Mesure de la pression artérielle pulmonaire - Le Point Vétérinaire n° 227 du 01/07/2002
Le Point Vétérinaire n° 227 du 01/07/2002

ANESTHÉSIOLOGIE DU CHIEN ET DU CHAT

Éclairer

NOUVEAUTÉS

Auteur(s) : Eric Troncy

Fonctions : Service d’anesthésiologie
Professeur adjoint
Faculté de médecine vétérinaire
Saint-Hyacinthe, Québec
J2S 7C6 Canada

La mesure de la pression artérielle pulmonaire permet notamment d’adapter la thérapie hydrique lors d’un œdème aigu du poumon d’origine cardiogénique.

Cet article présente des notions de base sur les pressions - sur la pression artérielle pulmonaire en particulier -, sur les tracés et sur les techniques de mesure, ainsi que sur leurs applications en anesthésie-réanimation chez le chien et chez le chat.

Mise en évidence d’une onde de pression

L’effet de pompe cardiaque aboutit au développement d’une pression au sein de l’aorte et des artères. Si la pression dans l’aorte est enregistrée dans le temps, une onde de pression peut être observée (voir la figure « Tracé de pression artérielle systémique »).

La pression artérielle systémiquesystolique maximale (PASs normale : 120 mmHg chez un chien vigile de 20 kg) et la pression diastolique minimale (PASd : 80 mmHg) sont les deux mesures essentielles.

——————————

▶ **TÂCHE À RÉALISER**
Répondez à ces questions d'après l'article sur la pression artérielle pulmonaire.
(a) Dans quelle ville et quelle province se trouve la faculté de médecine vétérinaire de l'auteur ?
(b) Que permet notamment d'adapter la mesure de la pression artérielle pulmonaire, et dans quel cas ?
(c) Quelle valeur l'article donne-t-il pour la pression diastolique minimale (PASd) ?
Les enregistrements qui suivent l'article n'ont aucun rapport avec lui.

——————————

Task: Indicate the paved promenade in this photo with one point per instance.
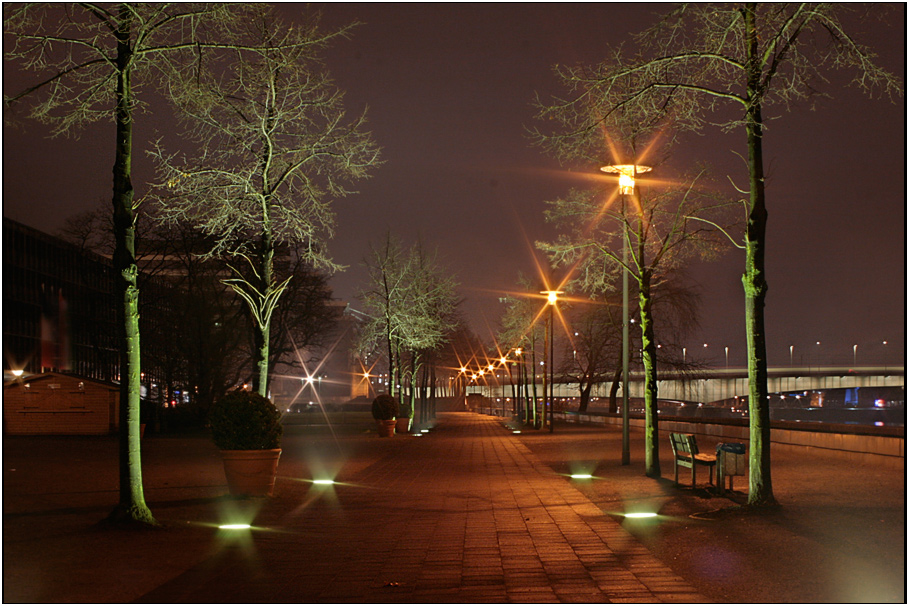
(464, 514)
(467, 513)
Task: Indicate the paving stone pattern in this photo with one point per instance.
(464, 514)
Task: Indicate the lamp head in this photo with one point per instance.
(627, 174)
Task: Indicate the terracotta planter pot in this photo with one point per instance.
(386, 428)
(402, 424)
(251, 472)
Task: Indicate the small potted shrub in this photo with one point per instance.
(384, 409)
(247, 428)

——————————

▶ **RÉPONSE ATTENDUE**
(a) À Saint-Hyacinthe, au Québec.
(b) La thérapie hydrique, lors d'un œdème aigu du poumon d'origine cardiogénique.
(c) 80 mmHg.